- What the task requires -
Beneath this line is the data. Output exactly the lines from the line with "Target: man in blue shirt" to the line with "Target: bus seat", both ends included, and nothing more.
################
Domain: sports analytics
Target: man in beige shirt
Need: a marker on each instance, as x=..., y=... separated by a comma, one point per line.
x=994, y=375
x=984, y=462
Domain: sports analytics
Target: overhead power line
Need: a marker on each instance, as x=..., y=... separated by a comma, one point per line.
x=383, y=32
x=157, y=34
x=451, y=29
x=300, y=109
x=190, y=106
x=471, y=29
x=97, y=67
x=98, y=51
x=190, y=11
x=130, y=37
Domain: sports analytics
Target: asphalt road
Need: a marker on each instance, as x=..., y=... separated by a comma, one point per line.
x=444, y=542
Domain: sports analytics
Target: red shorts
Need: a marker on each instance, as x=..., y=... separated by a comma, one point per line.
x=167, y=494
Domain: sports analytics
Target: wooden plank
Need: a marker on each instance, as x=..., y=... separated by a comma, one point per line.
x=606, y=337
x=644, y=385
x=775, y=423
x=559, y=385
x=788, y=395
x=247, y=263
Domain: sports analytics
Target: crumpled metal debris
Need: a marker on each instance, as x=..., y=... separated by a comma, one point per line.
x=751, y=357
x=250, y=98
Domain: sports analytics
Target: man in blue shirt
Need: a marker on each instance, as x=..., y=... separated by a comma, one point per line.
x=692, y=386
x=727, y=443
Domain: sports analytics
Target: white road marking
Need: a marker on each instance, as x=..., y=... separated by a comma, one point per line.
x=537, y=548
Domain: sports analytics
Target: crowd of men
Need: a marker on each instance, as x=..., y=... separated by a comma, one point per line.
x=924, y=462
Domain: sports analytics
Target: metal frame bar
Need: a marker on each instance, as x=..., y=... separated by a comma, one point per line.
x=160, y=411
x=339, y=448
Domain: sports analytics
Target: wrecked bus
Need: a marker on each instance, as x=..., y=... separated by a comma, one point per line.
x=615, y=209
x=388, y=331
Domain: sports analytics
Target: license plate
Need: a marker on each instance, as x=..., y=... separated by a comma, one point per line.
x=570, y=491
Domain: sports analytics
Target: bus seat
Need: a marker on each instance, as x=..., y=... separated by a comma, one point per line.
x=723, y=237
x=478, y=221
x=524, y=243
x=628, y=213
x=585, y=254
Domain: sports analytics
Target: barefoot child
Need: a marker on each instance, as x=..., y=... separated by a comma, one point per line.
################
- Completed task -
Target: man in blue shirt
Need: a marker on each instance, as x=..., y=... separated by a comma, one point per line.
x=692, y=386
x=727, y=443
Domain: sports analytics
Target: white road marking
Need: a marker on each instance, as x=..., y=... separated by a comma, one point per line.
x=537, y=548
Domain: sports analytics
Target: crowd of men
Need: a marker on each instance, as x=..., y=... separated by a comma, one point per line.
x=924, y=462
Domain: sports analytics
Target: metal frame bar
Need: a marker on each instance, as x=..., y=... separated by a comma, one point per line.
x=160, y=411
x=339, y=448
Domain: sports analytics
Target: wrecked bus
Need: a marker on each instance, as x=..., y=... separated by a comma, one point per line.
x=615, y=209
x=388, y=331
Domain: sports analytics
Target: license plate
Need: a marker on each instance, as x=..., y=... separated by a comma, one point per line.
x=570, y=491
Domain: sports analytics
Target: bus seat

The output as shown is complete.